__PROBLEM TO SOLVE__: Rewrite the part of the entries that opens at their start and closes with the line containing "box: [0, 0, 350, 113]", replacing "rough mask" with "coarse mask" and keeping everything else unchanged. Omit the pictures from your output.

__EXCERPTED RECORDS__:
--- START ---

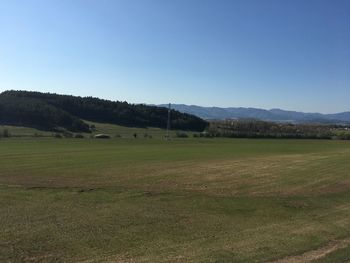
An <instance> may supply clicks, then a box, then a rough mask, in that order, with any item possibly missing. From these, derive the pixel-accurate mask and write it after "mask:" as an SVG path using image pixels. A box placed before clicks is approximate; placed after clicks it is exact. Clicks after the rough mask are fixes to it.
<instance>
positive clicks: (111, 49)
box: [0, 0, 350, 113]
mask: <svg viewBox="0 0 350 263" xmlns="http://www.w3.org/2000/svg"><path fill="white" fill-rule="evenodd" d="M349 14H350V1H348V0H94V1H92V0H22V1H19V0H0V92H1V91H4V90H9V89H15V90H36V91H42V92H55V93H60V94H72V95H79V96H94V97H100V98H105V99H110V100H120V101H128V102H131V103H149V104H161V103H168V102H171V103H183V104H193V105H201V106H218V107H257V108H265V109H270V108H282V109H287V110H297V111H305V112H322V113H335V112H341V111H350V103H349V101H350V100H349V98H350V15H349Z"/></svg>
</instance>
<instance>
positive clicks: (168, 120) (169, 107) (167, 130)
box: [166, 103, 171, 141]
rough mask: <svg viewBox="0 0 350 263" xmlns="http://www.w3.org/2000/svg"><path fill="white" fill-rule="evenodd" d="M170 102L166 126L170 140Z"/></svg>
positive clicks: (166, 132) (169, 138) (166, 138)
mask: <svg viewBox="0 0 350 263" xmlns="http://www.w3.org/2000/svg"><path fill="white" fill-rule="evenodd" d="M170 111H171V108H170V103H169V107H168V122H167V126H166V139H167V140H168V141H169V140H170Z"/></svg>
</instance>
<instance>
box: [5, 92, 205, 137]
mask: <svg viewBox="0 0 350 263" xmlns="http://www.w3.org/2000/svg"><path fill="white" fill-rule="evenodd" d="M167 116H168V109H166V108H162V107H156V106H148V105H143V104H129V103H127V102H120V101H109V100H104V99H99V98H93V97H77V96H69V95H58V94H52V93H41V92H31V91H5V92H3V93H1V94H0V123H2V124H9V125H23V126H30V127H35V128H41V129H47V130H55V129H56V128H57V127H63V128H66V129H67V130H69V131H73V132H89V131H90V127H89V125H88V124H87V123H85V122H84V120H88V121H94V122H104V123H112V124H117V125H122V126H129V127H142V128H144V127H158V128H165V127H166V124H167ZM207 125H208V123H207V122H206V121H204V120H202V119H201V118H198V117H196V116H194V115H190V114H186V113H180V112H178V111H175V110H171V127H172V128H173V129H179V130H192V131H203V130H204V129H205V128H206V127H207Z"/></svg>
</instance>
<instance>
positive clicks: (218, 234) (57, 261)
mask: <svg viewBox="0 0 350 263" xmlns="http://www.w3.org/2000/svg"><path fill="white" fill-rule="evenodd" d="M349 238H350V141H324V140H323V141H321V140H320V141H318V140H244V139H183V140H180V139H177V140H173V141H169V142H166V141H163V140H158V139H152V140H148V139H112V140H92V139H83V140H79V139H53V138H10V139H1V140H0V262H269V261H275V260H278V261H277V262H308V261H311V262H313V261H314V262H347V261H349V260H350V257H349V253H350V239H349ZM293 260H294V261H293ZM298 260H299V261H298Z"/></svg>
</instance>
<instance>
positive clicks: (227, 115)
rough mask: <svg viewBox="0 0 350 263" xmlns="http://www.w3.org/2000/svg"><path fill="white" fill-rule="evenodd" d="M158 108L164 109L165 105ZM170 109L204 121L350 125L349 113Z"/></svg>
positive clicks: (198, 108)
mask: <svg viewBox="0 0 350 263" xmlns="http://www.w3.org/2000/svg"><path fill="white" fill-rule="evenodd" d="M159 106H162V107H166V106H167V105H166V104H161V105H159ZM171 107H172V108H173V109H175V110H177V111H180V112H183V113H188V114H193V115H196V116H198V117H200V118H202V119H206V120H223V119H245V118H253V119H259V120H264V121H277V122H292V123H327V124H330V123H338V124H345V123H350V112H342V113H335V114H321V113H304V112H297V111H286V110H281V109H271V110H265V109H258V108H242V107H236V108H235V107H229V108H220V107H202V106H196V105H185V104H172V105H171Z"/></svg>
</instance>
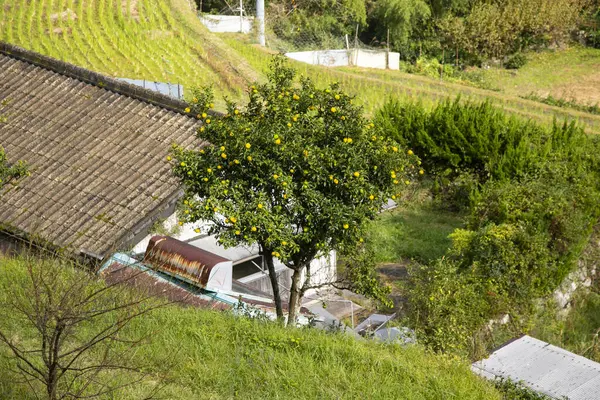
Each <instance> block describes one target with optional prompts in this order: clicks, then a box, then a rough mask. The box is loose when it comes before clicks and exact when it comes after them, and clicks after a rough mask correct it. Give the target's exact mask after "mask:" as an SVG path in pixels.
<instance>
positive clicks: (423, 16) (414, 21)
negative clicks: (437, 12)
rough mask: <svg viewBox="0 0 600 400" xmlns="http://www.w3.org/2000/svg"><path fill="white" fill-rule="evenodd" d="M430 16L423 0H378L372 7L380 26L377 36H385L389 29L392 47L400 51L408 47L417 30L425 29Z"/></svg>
mask: <svg viewBox="0 0 600 400" xmlns="http://www.w3.org/2000/svg"><path fill="white" fill-rule="evenodd" d="M430 16H431V10H430V9H429V6H428V5H427V2H426V1H425V0H417V1H411V0H378V1H377V2H375V7H374V9H373V18H374V19H375V20H376V21H377V23H378V26H380V27H381V29H380V31H379V37H381V38H385V37H386V33H387V32H386V30H388V29H389V33H390V42H391V44H392V45H393V48H394V49H395V50H398V51H400V52H402V53H406V51H407V50H408V49H409V45H410V44H411V39H412V38H414V37H415V35H417V32H418V31H422V30H424V29H425V24H426V22H427V20H428V19H429V17H430ZM404 57H406V55H404Z"/></svg>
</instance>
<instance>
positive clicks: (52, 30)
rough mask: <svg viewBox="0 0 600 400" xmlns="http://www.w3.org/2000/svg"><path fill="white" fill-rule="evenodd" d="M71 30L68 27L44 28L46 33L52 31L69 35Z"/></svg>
mask: <svg viewBox="0 0 600 400" xmlns="http://www.w3.org/2000/svg"><path fill="white" fill-rule="evenodd" d="M72 32H73V29H72V28H70V27H67V28H52V29H46V34H50V33H53V34H55V35H62V34H63V33H64V34H67V35H70V34H71V33H72Z"/></svg>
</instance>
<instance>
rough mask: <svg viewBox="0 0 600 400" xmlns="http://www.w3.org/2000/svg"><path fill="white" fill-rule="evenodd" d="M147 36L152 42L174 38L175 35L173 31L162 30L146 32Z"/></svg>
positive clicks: (158, 29) (157, 30)
mask: <svg viewBox="0 0 600 400" xmlns="http://www.w3.org/2000/svg"><path fill="white" fill-rule="evenodd" d="M146 34H147V35H148V38H149V39H152V40H156V39H162V38H167V37H172V36H174V33H173V32H172V31H161V30H160V29H153V30H150V31H146Z"/></svg>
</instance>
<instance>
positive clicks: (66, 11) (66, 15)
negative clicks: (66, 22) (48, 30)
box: [50, 8, 77, 22]
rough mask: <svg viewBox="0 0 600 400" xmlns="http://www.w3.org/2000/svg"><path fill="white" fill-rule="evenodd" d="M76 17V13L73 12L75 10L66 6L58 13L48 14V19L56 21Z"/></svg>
mask: <svg viewBox="0 0 600 400" xmlns="http://www.w3.org/2000/svg"><path fill="white" fill-rule="evenodd" d="M76 19H77V14H76V13H75V11H73V10H71V9H70V8H67V9H66V10H65V11H63V12H60V13H54V14H50V21H52V22H56V21H59V20H60V21H75V20H76Z"/></svg>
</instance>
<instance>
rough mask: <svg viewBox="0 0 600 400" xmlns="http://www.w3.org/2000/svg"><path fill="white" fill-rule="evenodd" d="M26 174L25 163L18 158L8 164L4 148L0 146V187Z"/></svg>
mask: <svg viewBox="0 0 600 400" xmlns="http://www.w3.org/2000/svg"><path fill="white" fill-rule="evenodd" d="M27 174H28V172H27V164H25V162H23V161H20V160H19V161H17V162H16V163H15V164H10V163H9V162H8V157H7V155H6V153H5V152H4V148H3V147H2V146H0V187H2V186H4V185H6V184H7V183H9V182H11V181H13V180H16V179H19V178H21V177H23V176H25V175H27Z"/></svg>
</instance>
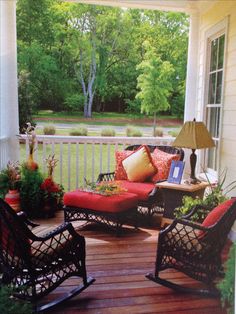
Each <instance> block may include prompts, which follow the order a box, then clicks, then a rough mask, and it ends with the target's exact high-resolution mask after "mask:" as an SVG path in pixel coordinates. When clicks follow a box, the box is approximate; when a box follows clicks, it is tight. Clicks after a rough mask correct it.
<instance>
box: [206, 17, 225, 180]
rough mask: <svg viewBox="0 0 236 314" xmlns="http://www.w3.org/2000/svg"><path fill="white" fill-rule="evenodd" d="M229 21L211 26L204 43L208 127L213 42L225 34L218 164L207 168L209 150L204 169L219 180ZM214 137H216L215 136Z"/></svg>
mask: <svg viewBox="0 0 236 314" xmlns="http://www.w3.org/2000/svg"><path fill="white" fill-rule="evenodd" d="M228 21H229V17H226V18H224V19H223V20H222V21H220V22H219V23H217V24H216V25H214V26H213V27H211V28H210V29H209V30H208V31H206V33H205V38H204V43H205V75H204V87H205V90H204V102H203V120H204V121H205V124H206V126H207V127H208V121H207V119H209V117H207V108H209V107H211V105H209V103H208V96H209V73H210V59H211V42H212V41H213V40H214V39H216V38H219V37H220V36H222V35H225V43H224V62H223V67H222V69H223V77H222V95H221V103H220V104H215V105H214V108H216V107H219V108H220V119H219V137H218V138H217V139H216V140H217V141H218V148H217V152H216V154H217V155H216V158H217V165H216V170H215V169H211V168H207V162H208V153H207V150H206V151H205V152H204V157H203V164H204V169H206V171H207V173H208V174H209V175H210V177H211V178H213V179H215V180H217V179H218V174H219V171H220V150H221V138H222V121H223V108H224V94H225V93H224V83H225V69H226V56H227V53H226V52H227V37H228ZM213 139H214V138H213Z"/></svg>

--- END ---

__EXERCISE RESULT__:
An <instance> may supply clicks, then a box, then a coarse mask, in that order, with any item possibly missing. From these, derive the pixel-accurate mask and write it after "mask:" as an SVG path using image pixels. A box placed before clicks is approximate; placed after clicks it is exact. Clicks after the coarse mask are fixes to it.
<instance>
positive clicks: (111, 49)
box: [0, 0, 350, 113]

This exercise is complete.